Exercise brief
If a record holds a picture, omit that picture and copy everything else exactly.

Excerpted records
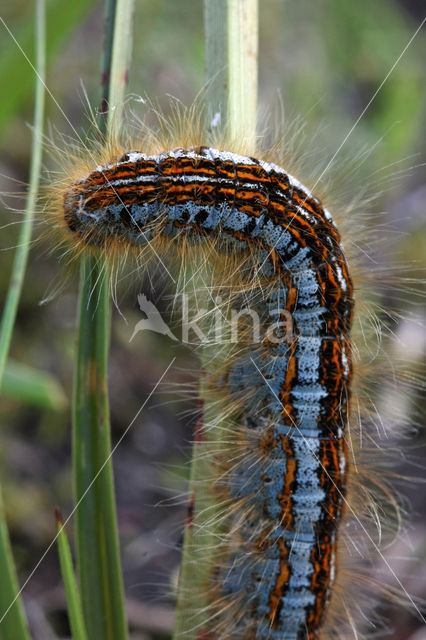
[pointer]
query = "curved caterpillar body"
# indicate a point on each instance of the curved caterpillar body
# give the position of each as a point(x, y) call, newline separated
point(294, 391)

Answer section
[pointer]
query = "curved caterpillar body"
# indicate a point on each instance of the curved caterpillar body
# give the position of each as a point(x, y) call, newline separated
point(294, 391)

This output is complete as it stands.